Saved entries

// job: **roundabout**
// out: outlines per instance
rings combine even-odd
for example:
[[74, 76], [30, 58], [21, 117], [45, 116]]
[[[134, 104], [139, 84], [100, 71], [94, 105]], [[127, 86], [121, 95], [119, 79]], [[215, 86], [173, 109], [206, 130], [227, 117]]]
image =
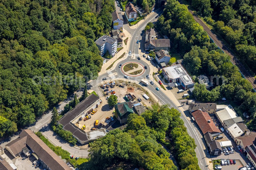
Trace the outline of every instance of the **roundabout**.
[[131, 77], [140, 76], [144, 74], [146, 71], [142, 64], [134, 61], [124, 63], [121, 68], [121, 71], [124, 74]]

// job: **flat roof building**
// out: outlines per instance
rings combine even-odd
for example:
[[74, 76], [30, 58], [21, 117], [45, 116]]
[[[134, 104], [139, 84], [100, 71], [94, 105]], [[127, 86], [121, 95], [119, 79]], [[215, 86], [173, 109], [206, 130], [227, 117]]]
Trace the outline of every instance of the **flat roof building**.
[[163, 68], [163, 73], [167, 81], [179, 82], [184, 90], [191, 88], [195, 85], [190, 76], [181, 64]]
[[243, 121], [243, 119], [240, 116], [225, 120], [223, 121], [223, 127], [224, 129], [226, 130], [227, 128], [229, 127], [234, 124], [242, 123]]
[[62, 116], [58, 123], [63, 126], [63, 129], [71, 132], [79, 143], [87, 143], [89, 139], [86, 133], [75, 125], [90, 114], [100, 103], [99, 97], [91, 94]]
[[217, 108], [215, 114], [222, 126], [224, 120], [238, 117], [234, 108], [230, 104], [220, 106], [217, 105]]
[[142, 113], [145, 112], [143, 106], [140, 103], [134, 104], [133, 107], [139, 116], [140, 116]]

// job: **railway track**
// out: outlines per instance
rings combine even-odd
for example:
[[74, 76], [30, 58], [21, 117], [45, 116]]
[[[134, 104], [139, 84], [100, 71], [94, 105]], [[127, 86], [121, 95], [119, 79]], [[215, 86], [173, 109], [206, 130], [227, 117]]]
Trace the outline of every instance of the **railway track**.
[[[179, 1], [180, 3], [183, 3], [180, 1], [179, 0]], [[219, 40], [217, 35], [212, 32], [207, 26], [200, 18], [194, 14], [193, 11], [189, 9], [188, 9], [188, 11], [193, 16], [195, 20], [203, 27], [205, 31], [207, 32], [209, 37], [212, 39], [216, 45], [222, 51], [229, 56], [230, 57], [230, 62], [233, 65], [236, 66], [238, 68], [239, 71], [242, 77], [251, 83], [252, 86], [253, 91], [254, 92], [256, 92], [256, 81], [255, 81], [255, 78], [251, 75], [239, 60], [227, 47], [224, 43], [221, 41]]]

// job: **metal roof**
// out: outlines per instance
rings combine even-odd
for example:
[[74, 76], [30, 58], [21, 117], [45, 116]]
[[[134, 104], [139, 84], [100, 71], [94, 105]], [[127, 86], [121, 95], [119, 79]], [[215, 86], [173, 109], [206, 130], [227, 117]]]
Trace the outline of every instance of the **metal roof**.
[[227, 129], [234, 138], [241, 136], [243, 133], [243, 130], [240, 128], [236, 123], [231, 125]]
[[227, 105], [225, 108], [216, 112], [216, 114], [221, 122], [223, 122], [225, 120], [238, 117], [234, 109], [230, 105]]

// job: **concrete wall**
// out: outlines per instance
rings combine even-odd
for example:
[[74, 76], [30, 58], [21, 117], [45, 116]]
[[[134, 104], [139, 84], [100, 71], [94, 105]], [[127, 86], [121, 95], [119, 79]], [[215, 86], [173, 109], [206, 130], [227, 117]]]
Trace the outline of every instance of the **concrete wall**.
[[123, 23], [124, 21], [119, 19], [114, 21], [113, 22], [113, 29], [114, 30], [119, 30], [122, 28]]
[[10, 152], [10, 153], [12, 154], [12, 155], [13, 156], [13, 157], [16, 157], [19, 155], [18, 154], [17, 154], [16, 155], [14, 155], [14, 154], [13, 153], [12, 151], [12, 150], [11, 150], [11, 149], [10, 148], [10, 147], [9, 147], [7, 146], [6, 146], [5, 149], [6, 149], [6, 150]]

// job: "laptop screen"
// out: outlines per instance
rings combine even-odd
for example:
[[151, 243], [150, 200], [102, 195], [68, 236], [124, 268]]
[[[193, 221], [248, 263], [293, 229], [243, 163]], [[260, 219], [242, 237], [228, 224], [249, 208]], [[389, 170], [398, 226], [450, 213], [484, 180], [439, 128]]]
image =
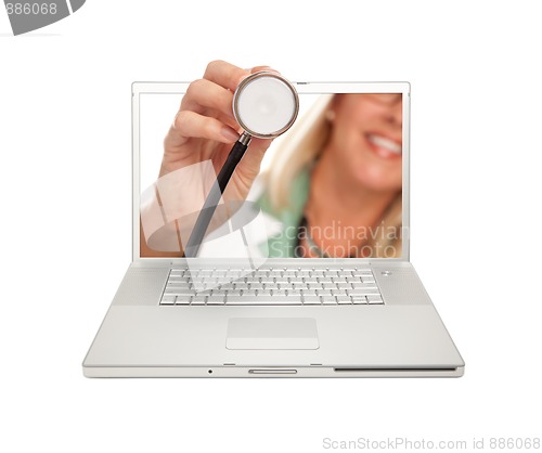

What is required: Repeat all of the material with each "Trace" swapped for "Draw" and nothing else changed. Leave the pictures out.

Written solution:
// job: **roundabout**
// out: outlines per instance
rings combine even-odd
for example:
[[74, 76], [30, 58], [21, 117], [45, 116]]
[[[134, 104], [139, 84], [100, 71], [94, 105]], [[127, 86], [121, 95], [119, 79]], [[215, 86], [173, 109], [206, 130], [227, 117]]]
image =
Draw the outline of every instance of the **roundabout**.
[[131, 77], [140, 76], [144, 74], [146, 71], [142, 64], [134, 61], [124, 63], [121, 68], [121, 71], [124, 74]]

// job: **flat roof building**
// out: outlines per instance
rings combine even-odd
for example:
[[74, 76], [30, 58], [21, 117], [45, 116]]
[[[134, 104], [139, 84], [100, 71], [94, 105]], [[127, 86], [121, 95], [119, 79]], [[215, 86], [173, 109], [206, 130], [227, 117]]]
Draw the outline of every instance of the **flat roof building**.
[[163, 68], [163, 73], [167, 81], [179, 82], [184, 90], [191, 88], [195, 85], [190, 76], [181, 64]]
[[243, 121], [243, 119], [240, 116], [225, 120], [223, 121], [223, 127], [224, 129], [226, 130], [227, 128], [229, 127], [234, 124], [242, 123]]
[[62, 116], [58, 123], [63, 126], [63, 129], [71, 132], [79, 143], [87, 143], [89, 139], [86, 133], [75, 125], [90, 114], [100, 103], [99, 97], [91, 94]]
[[217, 108], [215, 114], [222, 126], [224, 120], [238, 117], [234, 108], [230, 104], [220, 106], [217, 105]]
[[142, 113], [145, 112], [143, 106], [140, 103], [134, 104], [133, 107], [139, 116], [140, 116]]

// job: **railway track**
// out: outlines per instance
rings combine even-odd
for example:
[[74, 76], [30, 58], [21, 117], [45, 116]]
[[[134, 104], [139, 84], [100, 71], [94, 105]], [[127, 86], [121, 95], [119, 79]], [[215, 86], [173, 109], [206, 130], [227, 117]]]
Draw the outline of every instance of the **railway track**.
[[[179, 1], [180, 3], [183, 3], [180, 1], [179, 0]], [[219, 40], [217, 35], [212, 32], [207, 26], [200, 18], [194, 14], [193, 11], [189, 9], [188, 9], [188, 11], [193, 16], [195, 20], [203, 27], [205, 31], [207, 32], [209, 37], [212, 39], [216, 45], [222, 51], [229, 56], [230, 57], [230, 62], [233, 65], [236, 66], [238, 68], [239, 71], [242, 77], [251, 83], [252, 86], [253, 91], [254, 92], [256, 92], [256, 81], [255, 81], [255, 78], [251, 75], [239, 60], [227, 47], [224, 43], [221, 41]]]

// job: **metal roof**
// out: outlines per instance
rings combine even-odd
for example:
[[74, 76], [30, 58], [21, 117], [45, 116]]
[[[134, 104], [139, 84], [100, 71], [94, 105]], [[127, 86], [121, 95], [119, 79]], [[215, 86], [173, 109], [206, 130], [227, 117]]]
Draw the outline of every instance of the **metal roof**.
[[227, 129], [234, 138], [241, 136], [243, 133], [243, 130], [240, 128], [236, 123], [231, 125]]
[[227, 105], [225, 108], [216, 112], [216, 114], [221, 122], [223, 122], [225, 120], [238, 117], [234, 109], [230, 105]]

// job: **concrete wall**
// out: outlines per instance
rings combine even-odd
for example:
[[74, 76], [30, 58], [21, 117], [45, 116]]
[[[134, 104], [139, 84], [100, 71], [94, 105]], [[127, 86], [121, 95], [119, 79]], [[215, 86], [173, 109], [206, 130], [227, 117]]]
Draw the outline of every instance of the **concrete wall**.
[[123, 23], [124, 21], [119, 19], [114, 21], [113, 22], [113, 29], [114, 30], [119, 30], [122, 28]]
[[10, 152], [10, 153], [12, 154], [12, 155], [13, 156], [13, 157], [16, 157], [19, 155], [18, 154], [17, 154], [16, 155], [14, 155], [14, 154], [13, 153], [12, 151], [12, 150], [11, 150], [11, 149], [10, 148], [10, 147], [9, 147], [7, 146], [6, 146], [5, 149], [6, 149], [6, 150]]

// job: "laptop screen"
// out: outlines per instance
rings combine even-odd
for example:
[[151, 243], [150, 200], [102, 195], [68, 236], [124, 268]]
[[[193, 221], [248, 263], [293, 229], [243, 163]], [[260, 219], [242, 237], [228, 224], [249, 208]], [[389, 170], [398, 226], [450, 213], [484, 180], [439, 128]]]
image =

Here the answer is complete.